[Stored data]
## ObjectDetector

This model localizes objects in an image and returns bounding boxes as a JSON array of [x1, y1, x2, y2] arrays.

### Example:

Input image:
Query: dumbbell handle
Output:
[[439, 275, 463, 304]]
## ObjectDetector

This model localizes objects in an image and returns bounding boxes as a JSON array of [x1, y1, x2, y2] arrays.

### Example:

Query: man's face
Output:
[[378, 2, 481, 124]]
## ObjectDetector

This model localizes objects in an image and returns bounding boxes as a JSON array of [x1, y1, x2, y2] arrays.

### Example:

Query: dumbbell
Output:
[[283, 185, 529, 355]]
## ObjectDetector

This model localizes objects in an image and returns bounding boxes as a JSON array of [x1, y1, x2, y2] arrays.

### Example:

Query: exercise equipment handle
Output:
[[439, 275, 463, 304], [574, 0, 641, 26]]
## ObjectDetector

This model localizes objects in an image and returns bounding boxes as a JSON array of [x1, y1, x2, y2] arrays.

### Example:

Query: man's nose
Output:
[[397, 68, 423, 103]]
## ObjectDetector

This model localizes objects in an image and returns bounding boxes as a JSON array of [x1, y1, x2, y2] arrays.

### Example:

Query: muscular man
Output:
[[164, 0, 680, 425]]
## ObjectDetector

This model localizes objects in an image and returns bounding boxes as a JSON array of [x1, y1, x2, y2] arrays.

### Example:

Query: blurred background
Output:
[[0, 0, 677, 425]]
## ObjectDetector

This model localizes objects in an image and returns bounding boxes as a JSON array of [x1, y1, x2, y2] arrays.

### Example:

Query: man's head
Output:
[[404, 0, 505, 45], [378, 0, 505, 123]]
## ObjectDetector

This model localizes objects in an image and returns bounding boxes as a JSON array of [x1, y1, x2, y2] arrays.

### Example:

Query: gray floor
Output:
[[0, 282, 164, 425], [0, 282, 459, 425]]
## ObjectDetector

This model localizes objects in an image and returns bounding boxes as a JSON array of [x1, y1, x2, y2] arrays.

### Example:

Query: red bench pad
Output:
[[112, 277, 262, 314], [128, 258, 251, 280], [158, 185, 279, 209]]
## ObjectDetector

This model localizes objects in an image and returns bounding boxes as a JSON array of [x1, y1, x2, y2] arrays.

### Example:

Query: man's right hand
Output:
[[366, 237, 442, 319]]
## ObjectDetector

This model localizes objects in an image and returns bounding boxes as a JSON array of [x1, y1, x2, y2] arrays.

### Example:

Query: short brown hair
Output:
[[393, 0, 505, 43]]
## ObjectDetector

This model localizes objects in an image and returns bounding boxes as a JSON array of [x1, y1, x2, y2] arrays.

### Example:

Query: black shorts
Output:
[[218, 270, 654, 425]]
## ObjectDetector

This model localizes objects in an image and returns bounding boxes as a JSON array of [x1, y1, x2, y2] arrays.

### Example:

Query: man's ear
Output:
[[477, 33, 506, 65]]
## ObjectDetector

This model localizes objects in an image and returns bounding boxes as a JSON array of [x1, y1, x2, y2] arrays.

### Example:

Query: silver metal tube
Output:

### The request
Retype all of the lines above word for word, with no changes.

### Answer to this exercise
## ObjectDetector

This model localizes objects in an image and returns bounding boxes as a JSON array of [x1, y1, x2, y2] arrays.

### Example:

Input image:
Query: dumbbell handle
Output:
[[439, 275, 463, 304]]
## ObjectDetector

This model localizes objects in an image and returns bounding boxes as a JSON array of [x1, y1, x2, y2] arrays.

### Example:

Query: man's face
Output:
[[378, 2, 481, 124]]
## ObjectDetector

This model localizes objects in an image and returns bounding boxes as a JSON array of [x1, y1, x2, y2] arrays.

### Example:

Query: dumbbell
Output:
[[283, 185, 529, 355]]
## ObjectDetector

This model localizes objects in an image and returns bounding boxes as a JSON array of [x1, y1, x2, y2] arrays.

### Example:

Query: exercise equipment handle
Output:
[[439, 275, 463, 304], [574, 0, 641, 26]]
## ObjectDetector

This model localizes objects in an image and returns bounding boxes as a JSON array of [x1, y1, x2, y2] arrays.

### Example:

Query: man's nose
Output:
[[397, 68, 423, 103]]
## ObjectDetector

This model localizes objects in an image and returns bounding boxes as a JSON array of [x1, y1, x2, y2] arrays.

### Example:

Query: muscular man
Output:
[[164, 0, 680, 425]]
## ObjectDetector

This model localizes objects in an image and returns bounding boxes as a JSON array of [x1, y1, x2, y2] arrays.

### Example:

Query: blurred background
Output:
[[0, 0, 677, 425]]
## ObjectDetector

This model localizes objects in an image and returns bounding boxes as a JSON array of [x1, y1, x2, y2] arrays.

### Example:

Query: man's head
Output:
[[404, 0, 505, 45], [378, 0, 505, 123]]
## ObjectDetector

This model localizes objects in an image and returns bounding boxes as a JSON array of [x1, y1, x2, y2] arrays.

### Example:

Query: gray floor
Output:
[[0, 282, 164, 425], [0, 282, 459, 425]]
## ObjectDetector

This model localizes objects in an image and returns bounding boxes as a JSON array of [x1, y1, x2, y2] arrays.

### Example:

Query: red bench pad
Output:
[[112, 277, 262, 314], [128, 258, 251, 280], [158, 185, 279, 209]]
## ObjectDetector

This model localizes objects in an image and returns bounding boxes as a JSON array of [x1, y1, x2, y2] arrays.

### Example:

Query: man's right hand
Output:
[[366, 237, 442, 319]]
## ObjectDetector

This model localizes objects in an image and returns bounding boxes as a JSON array of [x1, y1, x2, y2] arrays.

### Example:

Query: short brown hair
Output:
[[393, 0, 505, 43]]
## ObjectDetector

This model localizes objects in an image and returns bounding boxes as a JSON array of [x1, y1, x2, y2] arrays.

### Example:

Query: black shorts
Output:
[[218, 270, 654, 425]]
## ObjectDetector

This model localizes objects in an image and returns bounding boxes as a JSON array of [x1, y1, x2, y2] arrays.

### Example:

Query: man's ear
Output:
[[477, 33, 506, 65]]
## ObjectDetector

This model localizes objects in an image and returns bounding boxes as a JSON array of [x1, y1, x2, y2] arrays.

### Example:

Query: silver metal tube
Output:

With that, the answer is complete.